• [Given problem] Using the records below, copy out exactly the line that contains "Practice step: identify the light" and every line that follows it, up to and including the last, and no others.

# Start of Data provided

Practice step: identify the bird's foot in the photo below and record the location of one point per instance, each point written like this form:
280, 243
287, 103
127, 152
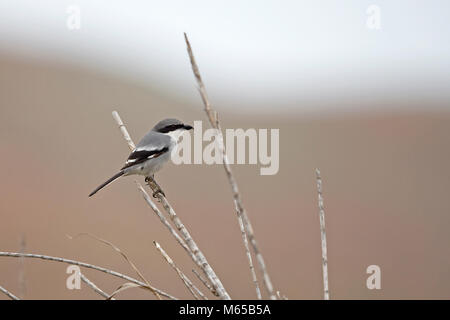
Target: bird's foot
155, 187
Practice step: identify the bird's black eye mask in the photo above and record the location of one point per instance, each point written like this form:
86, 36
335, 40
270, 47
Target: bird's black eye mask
174, 127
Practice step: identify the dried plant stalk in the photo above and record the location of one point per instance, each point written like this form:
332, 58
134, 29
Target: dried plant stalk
127, 259
85, 265
93, 286
22, 283
9, 294
204, 281
323, 236
187, 282
199, 259
241, 213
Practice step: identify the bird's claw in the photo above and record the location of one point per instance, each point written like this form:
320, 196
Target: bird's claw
158, 192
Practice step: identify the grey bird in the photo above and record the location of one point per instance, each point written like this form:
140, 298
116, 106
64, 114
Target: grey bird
152, 151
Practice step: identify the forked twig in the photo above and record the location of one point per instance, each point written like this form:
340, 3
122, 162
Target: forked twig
93, 286
85, 265
188, 283
323, 236
9, 294
240, 211
128, 260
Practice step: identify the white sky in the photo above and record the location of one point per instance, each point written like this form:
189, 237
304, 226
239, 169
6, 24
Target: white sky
271, 53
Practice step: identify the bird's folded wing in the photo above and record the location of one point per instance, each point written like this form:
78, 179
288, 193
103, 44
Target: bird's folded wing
141, 155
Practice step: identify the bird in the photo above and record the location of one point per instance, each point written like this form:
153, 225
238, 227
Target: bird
151, 153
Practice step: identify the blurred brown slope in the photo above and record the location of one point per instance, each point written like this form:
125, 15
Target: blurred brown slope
386, 180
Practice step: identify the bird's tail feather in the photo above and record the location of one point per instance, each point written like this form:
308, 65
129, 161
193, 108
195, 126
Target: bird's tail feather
104, 184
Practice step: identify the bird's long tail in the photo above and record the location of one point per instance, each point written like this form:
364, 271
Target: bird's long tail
104, 184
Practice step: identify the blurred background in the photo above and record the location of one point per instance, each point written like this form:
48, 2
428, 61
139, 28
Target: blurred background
359, 89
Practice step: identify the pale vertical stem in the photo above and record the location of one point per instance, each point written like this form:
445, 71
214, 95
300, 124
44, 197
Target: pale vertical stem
205, 282
22, 284
249, 257
197, 255
124, 131
241, 213
164, 220
323, 236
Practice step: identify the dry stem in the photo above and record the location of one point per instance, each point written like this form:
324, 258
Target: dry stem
86, 265
241, 213
198, 258
323, 236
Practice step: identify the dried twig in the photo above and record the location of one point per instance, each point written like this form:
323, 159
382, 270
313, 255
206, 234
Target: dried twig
323, 236
188, 283
128, 260
85, 265
9, 294
241, 213
199, 259
205, 282
22, 284
124, 131
164, 220
93, 286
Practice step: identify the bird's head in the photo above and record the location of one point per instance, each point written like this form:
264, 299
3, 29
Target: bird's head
172, 127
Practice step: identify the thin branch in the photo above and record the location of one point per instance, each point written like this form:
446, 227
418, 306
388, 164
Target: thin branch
188, 283
199, 258
9, 294
163, 219
128, 260
205, 282
93, 286
323, 236
22, 283
124, 131
85, 265
249, 258
240, 211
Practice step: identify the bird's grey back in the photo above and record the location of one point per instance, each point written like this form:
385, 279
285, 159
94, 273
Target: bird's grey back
165, 123
154, 139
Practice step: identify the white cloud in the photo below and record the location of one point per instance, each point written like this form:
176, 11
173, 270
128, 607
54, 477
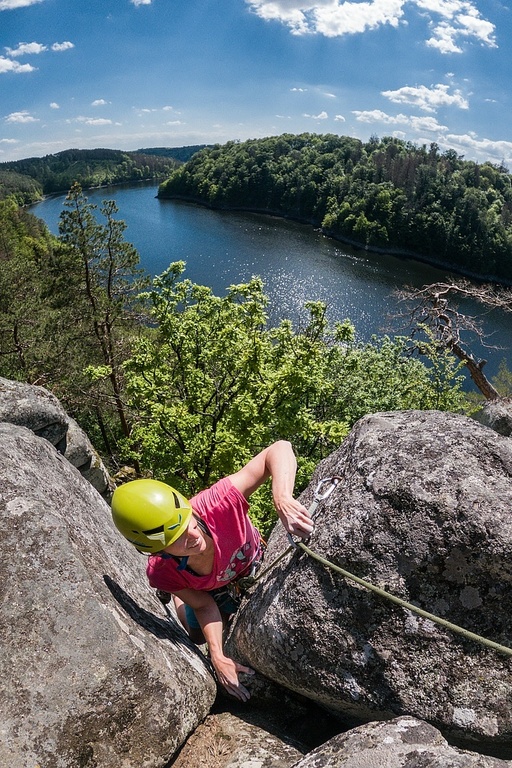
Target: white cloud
92, 120
451, 20
24, 49
427, 99
8, 65
21, 117
10, 5
413, 121
65, 46
322, 116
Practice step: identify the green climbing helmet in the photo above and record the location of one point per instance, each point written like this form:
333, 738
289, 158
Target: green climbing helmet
150, 514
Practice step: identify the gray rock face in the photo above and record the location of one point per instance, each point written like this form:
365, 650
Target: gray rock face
497, 414
37, 409
226, 741
93, 674
401, 743
423, 511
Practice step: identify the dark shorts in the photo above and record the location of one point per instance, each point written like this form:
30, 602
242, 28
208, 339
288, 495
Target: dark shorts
226, 603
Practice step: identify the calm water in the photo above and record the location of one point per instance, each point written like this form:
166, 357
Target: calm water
296, 263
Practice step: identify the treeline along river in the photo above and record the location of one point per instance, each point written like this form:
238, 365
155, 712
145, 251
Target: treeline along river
295, 262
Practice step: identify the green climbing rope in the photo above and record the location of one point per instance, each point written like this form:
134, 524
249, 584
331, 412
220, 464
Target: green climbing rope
409, 606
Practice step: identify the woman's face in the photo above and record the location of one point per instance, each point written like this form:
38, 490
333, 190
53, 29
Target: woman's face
191, 542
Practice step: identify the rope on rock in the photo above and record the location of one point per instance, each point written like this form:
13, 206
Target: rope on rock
409, 606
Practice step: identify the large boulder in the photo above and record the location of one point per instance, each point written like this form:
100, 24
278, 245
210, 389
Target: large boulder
93, 672
400, 743
34, 407
227, 741
497, 414
423, 510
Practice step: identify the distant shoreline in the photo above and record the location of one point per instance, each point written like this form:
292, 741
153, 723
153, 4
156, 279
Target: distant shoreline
399, 253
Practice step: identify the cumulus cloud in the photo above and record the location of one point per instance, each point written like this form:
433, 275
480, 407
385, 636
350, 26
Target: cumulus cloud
24, 49
413, 121
10, 5
8, 65
65, 46
21, 117
427, 99
322, 116
92, 120
452, 21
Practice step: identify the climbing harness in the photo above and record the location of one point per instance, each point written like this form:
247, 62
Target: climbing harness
319, 497
322, 491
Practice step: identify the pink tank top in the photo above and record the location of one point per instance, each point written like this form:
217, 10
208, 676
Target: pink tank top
236, 542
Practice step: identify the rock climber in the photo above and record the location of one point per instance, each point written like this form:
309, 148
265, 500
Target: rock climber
198, 547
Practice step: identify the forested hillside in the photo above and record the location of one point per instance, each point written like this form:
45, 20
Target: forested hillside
175, 381
385, 193
28, 180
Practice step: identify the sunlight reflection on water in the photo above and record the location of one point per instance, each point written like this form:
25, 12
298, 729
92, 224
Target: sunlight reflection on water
296, 263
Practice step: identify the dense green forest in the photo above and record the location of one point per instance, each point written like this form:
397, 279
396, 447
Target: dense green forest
175, 382
28, 180
385, 193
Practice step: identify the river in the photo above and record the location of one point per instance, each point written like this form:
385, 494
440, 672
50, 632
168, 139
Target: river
296, 262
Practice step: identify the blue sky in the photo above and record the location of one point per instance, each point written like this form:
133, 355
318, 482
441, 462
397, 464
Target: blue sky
127, 74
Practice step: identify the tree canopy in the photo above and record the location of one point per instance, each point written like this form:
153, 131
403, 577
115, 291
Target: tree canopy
386, 194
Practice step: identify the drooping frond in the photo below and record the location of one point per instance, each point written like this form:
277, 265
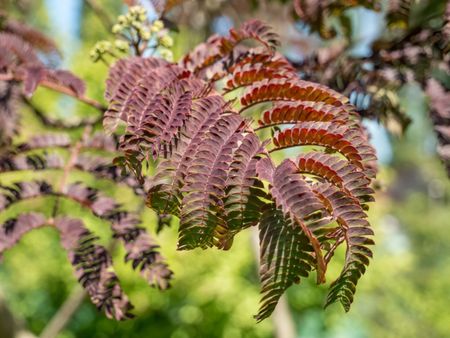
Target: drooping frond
142, 251
206, 182
15, 228
93, 268
218, 177
285, 256
243, 202
349, 142
355, 233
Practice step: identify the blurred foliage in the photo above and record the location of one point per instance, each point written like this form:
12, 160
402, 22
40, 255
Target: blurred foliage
404, 293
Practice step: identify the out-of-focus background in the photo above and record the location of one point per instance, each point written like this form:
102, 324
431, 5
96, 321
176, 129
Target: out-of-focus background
405, 292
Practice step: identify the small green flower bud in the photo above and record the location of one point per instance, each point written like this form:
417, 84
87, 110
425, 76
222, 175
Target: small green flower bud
157, 26
117, 28
94, 55
122, 19
142, 17
121, 45
136, 24
166, 41
145, 34
166, 54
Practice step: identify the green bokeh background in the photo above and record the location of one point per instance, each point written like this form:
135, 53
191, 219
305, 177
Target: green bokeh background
404, 294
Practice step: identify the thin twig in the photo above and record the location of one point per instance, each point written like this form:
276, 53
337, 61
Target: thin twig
100, 13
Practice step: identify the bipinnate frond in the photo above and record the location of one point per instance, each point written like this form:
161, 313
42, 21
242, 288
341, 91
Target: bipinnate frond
216, 172
93, 268
286, 255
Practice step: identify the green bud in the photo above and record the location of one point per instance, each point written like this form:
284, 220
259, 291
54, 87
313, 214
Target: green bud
117, 28
145, 34
157, 26
122, 19
94, 55
121, 45
166, 54
166, 41
135, 9
142, 17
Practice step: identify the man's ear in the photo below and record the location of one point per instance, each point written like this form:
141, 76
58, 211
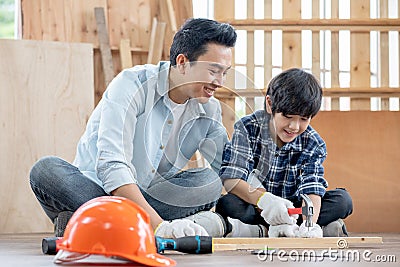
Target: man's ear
181, 61
268, 104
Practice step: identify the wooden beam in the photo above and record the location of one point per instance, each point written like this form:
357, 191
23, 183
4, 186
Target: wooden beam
125, 53
223, 244
106, 57
296, 25
171, 16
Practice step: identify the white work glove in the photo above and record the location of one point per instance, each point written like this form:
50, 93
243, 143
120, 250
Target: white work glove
275, 209
179, 228
313, 231
283, 230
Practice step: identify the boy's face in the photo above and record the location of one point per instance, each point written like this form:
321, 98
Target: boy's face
285, 128
208, 73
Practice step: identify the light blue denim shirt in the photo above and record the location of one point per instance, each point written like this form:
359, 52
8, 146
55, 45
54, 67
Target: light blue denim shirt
126, 134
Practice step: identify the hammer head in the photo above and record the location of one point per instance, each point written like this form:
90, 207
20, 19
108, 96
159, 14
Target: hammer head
307, 210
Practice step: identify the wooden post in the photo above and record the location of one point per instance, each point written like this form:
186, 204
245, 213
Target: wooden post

# End of Data provided

• [Complete answer]
Practice step: identify the light blue denim shirt in the photo above and record the location of one point per instance, each point written like this form:
359, 52
8, 146
55, 45
54, 67
Target: light blue denim shirt
126, 134
Practice step: identify the hammer head in the photo above and record the location of one point per instance, each point written like this form:
90, 207
20, 19
108, 96
159, 14
Target: hammer head
307, 210
Practice step: identify the wooden post in the photo above and record the location of one point per instance, each point written like this form:
186, 204
245, 213
Target: wooden post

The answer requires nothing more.